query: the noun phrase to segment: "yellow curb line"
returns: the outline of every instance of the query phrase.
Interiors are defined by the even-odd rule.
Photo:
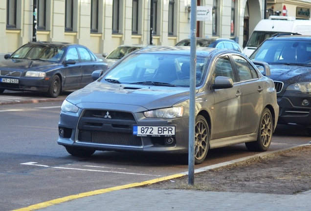
[[[66,196],[63,198],[60,198],[56,199],[53,199],[50,201],[48,201],[45,202],[42,202],[41,203],[35,204],[23,208],[21,208],[18,210],[15,210],[12,211],[32,211],[36,210],[38,210],[41,208],[44,208],[47,207],[49,207],[52,205],[55,205],[57,204],[60,204],[63,202],[67,202],[74,199],[77,199],[80,198],[83,198],[87,196],[91,196],[95,195],[98,195],[101,193],[104,193],[108,192],[111,192],[115,190],[120,190],[122,189],[126,189],[130,188],[134,188],[138,186],[142,186],[146,185],[150,185],[157,182],[168,180],[171,179],[177,178],[186,175],[185,174],[180,173],[173,174],[170,176],[167,176],[163,177],[160,177],[156,179],[152,179],[151,180],[147,180],[144,182],[141,182],[140,183],[131,183],[127,185],[124,185],[120,186],[116,186],[112,188],[109,188],[104,189],[100,189],[96,190],[93,190],[89,192],[86,192],[82,193],[79,193],[76,195],[72,195],[70,196]]]

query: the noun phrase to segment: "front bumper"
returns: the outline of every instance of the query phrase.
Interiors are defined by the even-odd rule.
[[[34,91],[46,92],[48,91],[50,80],[45,78],[12,77],[0,76],[0,78],[18,79],[18,84],[0,82],[0,88],[14,91]]]
[[[278,123],[311,125],[311,94],[286,91],[278,98]]]
[[[185,153],[188,148],[188,117],[165,120],[146,118],[142,113],[109,110],[112,118],[105,118],[107,110],[85,109],[78,113],[61,113],[58,144],[96,150],[136,151]],[[172,143],[167,137],[136,136],[133,126],[175,125]],[[171,140],[170,140],[171,141]]]

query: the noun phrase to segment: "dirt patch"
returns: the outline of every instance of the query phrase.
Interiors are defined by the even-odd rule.
[[[161,189],[293,194],[311,190],[311,146],[145,186]]]

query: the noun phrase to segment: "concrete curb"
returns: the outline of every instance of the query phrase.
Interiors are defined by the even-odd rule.
[[[25,104],[31,103],[45,103],[51,102],[64,101],[66,99],[66,97],[61,97],[57,98],[43,98],[38,99],[24,100],[22,101],[15,101],[8,102],[0,102],[0,106],[8,105],[14,104]]]

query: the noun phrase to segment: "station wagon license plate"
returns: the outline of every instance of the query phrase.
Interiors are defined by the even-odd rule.
[[[133,135],[137,136],[174,136],[175,126],[133,126]]]
[[[0,82],[2,83],[7,83],[11,84],[18,84],[19,80],[1,78],[0,79]]]

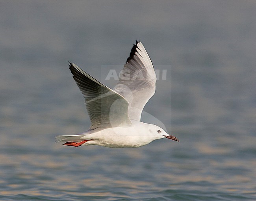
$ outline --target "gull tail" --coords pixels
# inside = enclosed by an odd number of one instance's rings
[[[56,143],[59,142],[67,142],[72,141],[72,142],[80,142],[84,139],[82,139],[82,137],[87,135],[58,135],[55,137],[56,139]]]

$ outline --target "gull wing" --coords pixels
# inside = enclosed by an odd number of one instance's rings
[[[143,108],[155,93],[156,76],[142,43],[136,42],[113,90],[129,102],[130,119],[140,121]]]
[[[131,125],[129,103],[123,96],[70,62],[73,78],[83,94],[91,120],[91,130]]]

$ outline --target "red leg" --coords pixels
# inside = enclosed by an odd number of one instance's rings
[[[85,143],[87,141],[89,141],[90,140],[85,140],[83,141],[80,142],[80,143],[75,143],[74,142],[68,142],[67,143],[65,143],[63,144],[63,145],[67,145],[68,146],[75,146],[76,147],[77,147],[78,146],[80,146],[82,144],[83,144]]]

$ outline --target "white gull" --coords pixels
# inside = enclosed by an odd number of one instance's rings
[[[167,138],[179,141],[155,125],[141,121],[142,110],[156,91],[151,60],[140,41],[134,44],[119,82],[112,90],[70,62],[69,69],[85,99],[91,125],[76,135],[58,135],[56,142],[80,146],[138,147]]]

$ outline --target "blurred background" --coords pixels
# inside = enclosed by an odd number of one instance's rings
[[[0,0],[0,199],[255,200],[255,10],[249,0]],[[113,88],[104,78],[135,40],[166,70],[142,121],[180,142],[55,143],[90,125],[68,61]]]

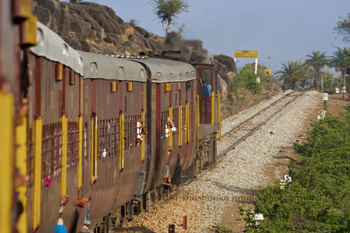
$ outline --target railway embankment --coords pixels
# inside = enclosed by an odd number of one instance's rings
[[[227,118],[222,123],[223,132],[264,109],[283,93],[268,101]],[[276,166],[280,151],[302,140],[307,124],[317,118],[322,108],[322,95],[306,92],[276,114],[254,135],[210,167],[208,172],[181,187],[169,199],[144,212],[117,232],[209,232],[213,226],[227,226],[235,232],[242,231],[244,221],[237,221],[239,207],[253,207],[255,194],[260,187],[273,184],[286,174],[285,166]],[[299,136],[299,138],[298,138]],[[218,149],[220,149],[218,141]],[[187,231],[182,229],[187,217]]]

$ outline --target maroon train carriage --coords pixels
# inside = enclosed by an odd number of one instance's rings
[[[91,197],[95,223],[143,193],[147,77],[139,63],[78,52],[84,62],[84,196]]]
[[[79,54],[38,22],[38,44],[25,53],[28,88],[28,232],[48,232],[62,218],[72,227],[82,192],[82,74]]]
[[[157,58],[135,61],[148,75],[147,192],[171,185],[175,170],[192,164],[196,149],[196,75],[194,67],[184,62]]]
[[[20,211],[26,206],[22,179],[26,175],[26,80],[22,79],[21,50],[36,43],[36,32],[30,31],[36,26],[30,4],[0,1],[0,232],[26,230],[26,216]]]
[[[216,159],[216,139],[221,137],[220,93],[217,85],[217,69],[213,64],[195,64],[197,73],[198,118],[197,155],[194,172]]]

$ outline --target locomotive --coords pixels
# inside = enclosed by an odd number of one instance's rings
[[[16,2],[2,1],[2,10]],[[0,21],[1,50],[10,55],[0,60],[1,232],[61,224],[108,232],[111,218],[131,219],[215,161],[215,65],[171,52],[77,51],[34,16],[7,18]],[[2,36],[9,27],[11,43]]]

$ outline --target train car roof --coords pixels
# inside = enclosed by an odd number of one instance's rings
[[[84,62],[84,78],[146,82],[145,68],[114,56],[78,51]]]
[[[37,37],[37,45],[30,48],[32,53],[51,61],[62,63],[76,73],[84,75],[81,57],[59,35],[38,22]]]
[[[185,62],[159,58],[134,61],[146,67],[151,82],[154,83],[184,82],[196,79],[195,68]]]

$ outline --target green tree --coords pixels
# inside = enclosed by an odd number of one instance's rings
[[[322,69],[328,65],[329,61],[327,59],[326,53],[321,53],[318,51],[313,51],[311,55],[307,55],[308,59],[306,59],[305,64],[311,67],[314,71],[314,83],[317,91],[323,92],[323,76]]]
[[[345,18],[340,18],[334,30],[338,35],[344,36],[344,41],[350,42],[350,13]]]
[[[333,56],[331,56],[330,62],[333,67],[337,71],[340,71],[341,73],[341,86],[342,88],[345,88],[345,74],[346,74],[346,69],[350,67],[350,49],[344,48],[338,49],[336,52],[333,53]],[[343,95],[344,98],[344,95]]]
[[[165,35],[168,37],[174,18],[182,12],[187,12],[188,4],[185,0],[152,0],[151,2],[154,13],[163,24],[167,24]]]
[[[298,61],[290,61],[288,64],[282,64],[282,69],[276,72],[283,83],[291,89],[297,88],[297,84],[305,77],[304,64]]]
[[[136,27],[139,21],[136,19],[129,19],[129,21],[127,21],[126,23],[129,24],[131,27]]]

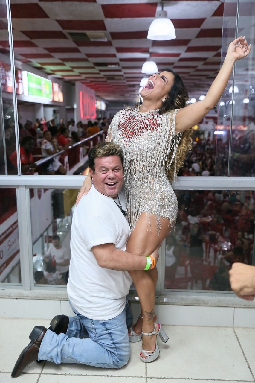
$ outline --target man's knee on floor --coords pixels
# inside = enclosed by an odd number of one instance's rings
[[[118,352],[118,350],[117,350]],[[130,357],[130,347],[129,344],[126,351],[123,349],[120,350],[120,352],[118,353],[118,359],[116,358],[114,363],[114,367],[116,368],[121,368],[122,367],[127,364]]]

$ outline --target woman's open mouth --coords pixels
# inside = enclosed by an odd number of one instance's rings
[[[145,86],[144,87],[144,89],[146,89],[146,90],[150,90],[151,89],[153,89],[154,87],[154,85],[153,82],[151,80],[149,80]]]

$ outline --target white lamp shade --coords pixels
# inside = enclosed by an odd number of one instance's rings
[[[176,38],[173,24],[169,19],[154,19],[150,26],[147,38],[149,40],[172,40]]]
[[[229,93],[232,93],[233,91],[233,87],[230,87],[229,90]],[[234,93],[238,93],[239,89],[237,87],[234,87]]]
[[[147,77],[144,77],[140,82],[140,87],[144,87],[148,82],[149,79]]]
[[[158,67],[154,61],[145,61],[142,65],[142,73],[145,74],[152,74],[158,72]]]

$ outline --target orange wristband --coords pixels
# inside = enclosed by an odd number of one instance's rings
[[[155,266],[155,265],[156,264],[156,262],[155,262],[155,259],[154,259],[154,258],[153,258],[153,257],[152,257],[152,256],[151,256],[150,257],[150,259],[151,259],[151,260],[152,260],[152,266],[151,266],[151,268],[150,268],[150,270],[151,270],[151,269],[152,269],[152,268],[154,268],[154,267]]]

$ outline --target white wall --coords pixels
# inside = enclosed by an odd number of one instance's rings
[[[18,113],[19,122],[23,125],[26,123],[26,120],[30,120],[33,122],[35,122],[36,116],[34,105],[18,105]]]

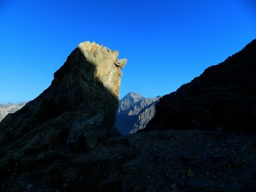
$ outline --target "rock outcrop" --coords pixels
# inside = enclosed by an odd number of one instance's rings
[[[253,89],[254,85],[251,86]],[[159,129],[161,131],[107,138],[89,151],[73,153],[64,151],[61,145],[66,143],[70,128],[66,128],[69,131],[62,135],[42,136],[49,131],[44,130],[55,130],[57,133],[68,122],[72,127],[79,127],[80,122],[98,127],[101,125],[98,119],[104,118],[97,113],[84,119],[81,114],[77,114],[76,117],[68,113],[49,119],[48,126],[43,126],[42,123],[35,124],[34,131],[24,132],[26,137],[22,139],[28,138],[26,141],[17,143],[13,139],[9,143],[11,147],[1,144],[0,191],[256,191],[256,134],[221,129]],[[104,127],[100,127],[93,130],[101,132]],[[95,132],[87,133],[93,135]],[[31,135],[36,135],[34,140]],[[40,142],[35,141],[38,140]],[[47,141],[52,141],[52,144],[40,145],[48,143]],[[91,142],[87,144],[93,140]],[[23,145],[31,147],[21,156],[19,151]]]
[[[118,56],[94,42],[80,43],[48,89],[1,122],[0,151],[19,157],[89,150],[118,134],[114,124],[126,59]]]
[[[256,40],[163,96],[143,131],[221,129],[256,132]]]
[[[14,113],[22,108],[27,102],[19,102],[18,104],[8,103],[0,105],[0,122],[9,114]]]
[[[130,92],[120,100],[115,115],[115,126],[122,135],[144,128],[155,115],[155,105],[160,97],[145,98]]]

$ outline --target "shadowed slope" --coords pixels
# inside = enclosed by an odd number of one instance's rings
[[[162,98],[142,131],[216,129],[256,132],[256,40]]]

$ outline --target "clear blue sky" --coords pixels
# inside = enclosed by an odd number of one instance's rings
[[[175,91],[256,38],[254,0],[0,0],[0,103],[33,99],[79,43],[127,58],[121,98]]]

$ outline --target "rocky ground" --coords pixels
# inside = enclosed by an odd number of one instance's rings
[[[151,131],[106,139],[87,153],[31,157],[0,168],[2,191],[256,190],[256,135]]]

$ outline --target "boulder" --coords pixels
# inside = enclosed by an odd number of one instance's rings
[[[14,149],[16,156],[89,150],[118,135],[115,114],[127,61],[118,56],[95,42],[80,43],[48,89],[1,122],[0,150]]]

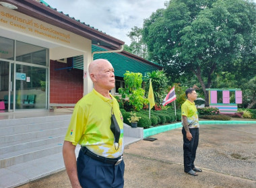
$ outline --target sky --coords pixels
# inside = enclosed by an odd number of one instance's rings
[[[143,27],[143,20],[168,0],[44,0],[59,11],[69,14],[106,34],[131,44],[127,36],[134,26]],[[256,0],[252,0],[256,3]]]
[[[106,34],[131,44],[127,34],[134,26],[142,28],[144,19],[166,0],[44,0],[57,11],[69,14]],[[256,1],[256,0],[255,0]]]

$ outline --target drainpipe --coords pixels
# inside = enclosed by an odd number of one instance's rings
[[[98,54],[106,54],[106,53],[116,53],[121,52],[123,50],[123,44],[121,45],[121,48],[119,50],[109,50],[109,51],[99,51],[99,52],[94,52],[92,54],[92,61],[94,60],[94,55]]]

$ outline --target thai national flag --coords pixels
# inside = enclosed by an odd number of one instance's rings
[[[176,95],[175,95],[174,87],[173,86],[172,89],[170,89],[169,93],[168,93],[166,97],[165,97],[162,103],[162,105],[164,106],[168,103],[170,103],[174,100],[176,100]]]

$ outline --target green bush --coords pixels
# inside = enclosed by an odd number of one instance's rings
[[[123,109],[123,108],[120,109],[120,111],[121,111],[121,113],[122,113],[122,114],[123,114],[123,113],[127,112],[127,111],[125,111],[125,109]]]
[[[251,119],[253,116],[253,113],[247,109],[238,109],[238,112],[243,112],[243,117]]]
[[[150,112],[148,111],[148,110],[141,110],[141,111],[139,111],[139,113],[145,115],[148,117],[149,117],[149,115],[149,115]],[[154,115],[154,114],[152,114],[152,113],[150,114],[150,120],[152,122],[152,126],[155,126],[160,122],[160,117],[158,116]]]
[[[152,124],[150,117],[139,113],[137,113],[137,115],[141,117],[139,120],[137,126],[140,128],[143,128],[146,129],[149,128]]]
[[[181,112],[176,112],[176,117],[177,118],[177,121],[181,121]]]
[[[152,126],[156,126],[158,123],[158,117],[156,115],[150,115],[150,120]]]
[[[199,113],[199,115],[216,115],[216,114],[220,113],[219,109],[217,107],[199,107],[197,108],[197,111]]]
[[[162,114],[160,114],[160,113],[156,113],[156,112],[154,112],[152,113],[154,115],[158,115],[160,118],[160,124],[165,124],[166,123],[166,117],[165,117],[165,115],[162,115]]]
[[[130,105],[129,101],[125,101],[123,102],[123,109],[125,109],[126,111],[133,111],[133,107],[132,105]]]
[[[124,111],[124,112],[121,112],[122,113],[122,115],[123,115],[123,122],[127,125],[130,125],[131,126],[131,124],[128,121],[128,118],[130,117],[130,113],[127,112],[127,111]]]
[[[114,97],[117,99],[118,103],[119,104],[119,108],[123,109],[123,103],[125,102],[125,99],[119,97],[117,95],[115,95]]]
[[[251,118],[252,119],[256,119],[256,109],[247,109],[249,111],[250,111],[251,113]]]
[[[222,120],[228,121],[231,120],[231,117],[223,114],[218,115],[201,115],[200,118],[207,119],[207,120]]]

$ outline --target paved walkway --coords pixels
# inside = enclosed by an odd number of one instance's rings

==========

Reproduce character for character the lines of the data from the line containing "walkway --coords pixels" through the final line, including both.

■ OUTPUT OF THE EXERCISE ■
$ outline --target paved walkway --coords pixels
# inside = enclosed by an odd number of one instance's rings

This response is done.